=== ENTRIES PROVIDED ===

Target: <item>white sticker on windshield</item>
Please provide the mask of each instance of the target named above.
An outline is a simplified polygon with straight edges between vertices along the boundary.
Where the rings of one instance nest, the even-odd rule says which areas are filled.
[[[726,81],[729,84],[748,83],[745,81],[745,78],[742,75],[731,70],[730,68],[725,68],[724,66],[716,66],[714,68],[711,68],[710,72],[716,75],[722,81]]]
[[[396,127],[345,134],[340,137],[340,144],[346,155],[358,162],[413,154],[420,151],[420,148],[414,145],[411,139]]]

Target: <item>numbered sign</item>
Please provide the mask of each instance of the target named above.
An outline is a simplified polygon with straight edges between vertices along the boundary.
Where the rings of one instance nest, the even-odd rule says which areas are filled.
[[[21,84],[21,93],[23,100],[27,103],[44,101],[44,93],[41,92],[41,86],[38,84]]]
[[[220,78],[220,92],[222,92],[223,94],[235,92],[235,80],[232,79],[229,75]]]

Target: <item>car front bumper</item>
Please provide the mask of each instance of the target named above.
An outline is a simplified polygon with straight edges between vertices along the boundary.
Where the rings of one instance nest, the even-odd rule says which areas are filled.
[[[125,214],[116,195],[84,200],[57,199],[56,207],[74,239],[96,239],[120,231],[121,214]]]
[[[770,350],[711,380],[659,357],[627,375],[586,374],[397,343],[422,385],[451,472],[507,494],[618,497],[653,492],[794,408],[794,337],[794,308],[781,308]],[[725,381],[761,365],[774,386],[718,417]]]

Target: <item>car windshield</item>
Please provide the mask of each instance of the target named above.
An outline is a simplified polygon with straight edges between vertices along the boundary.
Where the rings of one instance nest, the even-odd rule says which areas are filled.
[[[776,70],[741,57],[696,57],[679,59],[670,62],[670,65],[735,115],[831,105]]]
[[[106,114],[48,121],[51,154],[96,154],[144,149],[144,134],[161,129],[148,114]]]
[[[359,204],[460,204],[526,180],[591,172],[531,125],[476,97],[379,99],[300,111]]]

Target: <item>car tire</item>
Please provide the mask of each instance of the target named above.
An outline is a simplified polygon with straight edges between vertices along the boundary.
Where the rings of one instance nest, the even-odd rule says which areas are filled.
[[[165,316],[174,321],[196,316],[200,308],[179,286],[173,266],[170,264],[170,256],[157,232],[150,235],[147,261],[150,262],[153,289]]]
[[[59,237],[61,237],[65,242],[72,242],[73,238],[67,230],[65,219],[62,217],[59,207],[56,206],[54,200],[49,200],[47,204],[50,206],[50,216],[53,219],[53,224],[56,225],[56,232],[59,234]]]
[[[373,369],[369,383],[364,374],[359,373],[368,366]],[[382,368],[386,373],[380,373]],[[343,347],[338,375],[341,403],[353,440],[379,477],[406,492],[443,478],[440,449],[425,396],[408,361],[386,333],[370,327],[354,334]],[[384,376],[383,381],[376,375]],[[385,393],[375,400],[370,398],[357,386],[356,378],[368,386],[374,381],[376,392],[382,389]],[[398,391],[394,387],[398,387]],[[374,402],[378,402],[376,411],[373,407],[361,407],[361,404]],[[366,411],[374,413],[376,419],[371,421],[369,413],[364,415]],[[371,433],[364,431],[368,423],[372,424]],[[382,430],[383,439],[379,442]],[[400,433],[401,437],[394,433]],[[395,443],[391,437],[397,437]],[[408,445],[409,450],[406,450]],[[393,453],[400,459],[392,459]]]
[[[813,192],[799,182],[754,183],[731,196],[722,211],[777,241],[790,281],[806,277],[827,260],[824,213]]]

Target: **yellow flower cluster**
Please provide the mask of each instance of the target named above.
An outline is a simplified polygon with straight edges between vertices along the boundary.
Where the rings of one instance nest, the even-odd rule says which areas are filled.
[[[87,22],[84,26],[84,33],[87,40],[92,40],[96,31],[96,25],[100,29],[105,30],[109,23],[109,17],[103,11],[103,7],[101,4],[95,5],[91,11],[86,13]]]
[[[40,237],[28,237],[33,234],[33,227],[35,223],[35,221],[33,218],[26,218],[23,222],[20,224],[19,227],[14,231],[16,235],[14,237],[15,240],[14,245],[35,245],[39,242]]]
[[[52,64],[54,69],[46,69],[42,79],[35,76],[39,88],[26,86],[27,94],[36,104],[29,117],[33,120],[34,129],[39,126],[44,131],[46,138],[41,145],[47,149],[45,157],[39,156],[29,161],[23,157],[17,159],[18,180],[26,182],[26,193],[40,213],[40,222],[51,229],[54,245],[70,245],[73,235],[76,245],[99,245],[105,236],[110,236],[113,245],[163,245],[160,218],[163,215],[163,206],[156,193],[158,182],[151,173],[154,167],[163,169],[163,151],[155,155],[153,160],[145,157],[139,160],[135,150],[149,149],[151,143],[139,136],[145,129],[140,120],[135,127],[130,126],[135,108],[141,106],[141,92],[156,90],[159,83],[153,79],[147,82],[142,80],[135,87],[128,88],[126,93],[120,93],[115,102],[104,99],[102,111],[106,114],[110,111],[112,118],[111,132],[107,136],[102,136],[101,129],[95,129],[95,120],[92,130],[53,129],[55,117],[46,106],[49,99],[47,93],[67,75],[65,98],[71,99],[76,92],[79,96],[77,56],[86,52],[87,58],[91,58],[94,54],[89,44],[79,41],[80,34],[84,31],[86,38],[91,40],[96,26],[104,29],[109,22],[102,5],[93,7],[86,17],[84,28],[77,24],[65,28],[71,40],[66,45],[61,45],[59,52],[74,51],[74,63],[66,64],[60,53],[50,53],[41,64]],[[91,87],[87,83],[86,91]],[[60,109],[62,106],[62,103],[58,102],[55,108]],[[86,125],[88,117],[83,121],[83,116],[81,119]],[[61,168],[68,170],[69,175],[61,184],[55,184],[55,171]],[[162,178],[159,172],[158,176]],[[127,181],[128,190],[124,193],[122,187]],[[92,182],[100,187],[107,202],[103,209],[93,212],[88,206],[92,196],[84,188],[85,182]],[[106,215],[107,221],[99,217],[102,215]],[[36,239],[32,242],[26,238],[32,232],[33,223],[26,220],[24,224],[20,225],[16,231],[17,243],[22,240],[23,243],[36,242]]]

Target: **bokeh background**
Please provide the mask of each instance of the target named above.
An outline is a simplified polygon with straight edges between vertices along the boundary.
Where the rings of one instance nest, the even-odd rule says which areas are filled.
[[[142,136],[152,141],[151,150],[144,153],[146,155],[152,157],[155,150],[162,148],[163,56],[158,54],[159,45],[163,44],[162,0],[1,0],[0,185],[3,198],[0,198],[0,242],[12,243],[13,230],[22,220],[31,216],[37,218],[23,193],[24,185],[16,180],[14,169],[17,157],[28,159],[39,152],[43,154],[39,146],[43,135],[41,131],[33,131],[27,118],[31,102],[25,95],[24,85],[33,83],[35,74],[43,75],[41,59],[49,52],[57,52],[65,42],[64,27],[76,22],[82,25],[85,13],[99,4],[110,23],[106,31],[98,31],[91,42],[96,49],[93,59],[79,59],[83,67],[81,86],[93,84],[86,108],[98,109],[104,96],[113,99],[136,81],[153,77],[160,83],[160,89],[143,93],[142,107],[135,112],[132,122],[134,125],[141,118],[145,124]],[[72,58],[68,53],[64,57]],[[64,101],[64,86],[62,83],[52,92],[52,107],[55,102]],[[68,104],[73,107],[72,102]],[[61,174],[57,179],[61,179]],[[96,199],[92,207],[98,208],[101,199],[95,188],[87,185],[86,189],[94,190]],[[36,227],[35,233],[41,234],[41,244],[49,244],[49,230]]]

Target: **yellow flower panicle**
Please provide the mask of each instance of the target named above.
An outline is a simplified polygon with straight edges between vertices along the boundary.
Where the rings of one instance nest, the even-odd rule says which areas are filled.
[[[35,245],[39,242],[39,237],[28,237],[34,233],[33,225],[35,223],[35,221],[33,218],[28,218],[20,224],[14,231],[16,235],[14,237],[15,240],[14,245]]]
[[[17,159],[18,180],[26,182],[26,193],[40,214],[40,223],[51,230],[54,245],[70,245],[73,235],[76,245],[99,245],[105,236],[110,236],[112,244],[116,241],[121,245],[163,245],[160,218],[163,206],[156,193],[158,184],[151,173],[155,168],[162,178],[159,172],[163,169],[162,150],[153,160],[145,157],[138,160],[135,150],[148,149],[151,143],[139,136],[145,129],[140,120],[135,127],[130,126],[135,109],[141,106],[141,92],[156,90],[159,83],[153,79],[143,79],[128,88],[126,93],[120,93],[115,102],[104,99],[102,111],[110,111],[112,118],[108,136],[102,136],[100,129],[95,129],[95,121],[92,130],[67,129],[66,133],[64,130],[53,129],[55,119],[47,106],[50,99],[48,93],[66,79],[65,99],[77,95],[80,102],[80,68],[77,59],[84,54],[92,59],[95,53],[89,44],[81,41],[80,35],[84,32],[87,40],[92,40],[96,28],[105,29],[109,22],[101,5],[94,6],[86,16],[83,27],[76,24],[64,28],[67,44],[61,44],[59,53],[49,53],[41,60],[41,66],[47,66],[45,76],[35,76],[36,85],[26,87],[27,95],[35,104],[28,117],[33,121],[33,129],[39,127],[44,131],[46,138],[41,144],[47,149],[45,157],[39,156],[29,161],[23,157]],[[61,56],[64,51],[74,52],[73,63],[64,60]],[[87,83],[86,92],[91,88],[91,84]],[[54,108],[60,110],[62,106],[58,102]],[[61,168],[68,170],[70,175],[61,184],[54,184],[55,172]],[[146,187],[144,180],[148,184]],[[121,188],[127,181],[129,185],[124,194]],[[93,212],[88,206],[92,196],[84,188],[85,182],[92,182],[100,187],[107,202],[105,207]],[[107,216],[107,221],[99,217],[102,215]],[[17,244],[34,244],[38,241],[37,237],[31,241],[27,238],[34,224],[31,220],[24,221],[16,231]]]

===

→ **REQUEST**: Pick out each line in the records that contains the word "flower" and copy those lines in full.

→ **CORRECT RESPONSE**:
Target: **yellow flower cluster**
Target: **yellow flower panicle**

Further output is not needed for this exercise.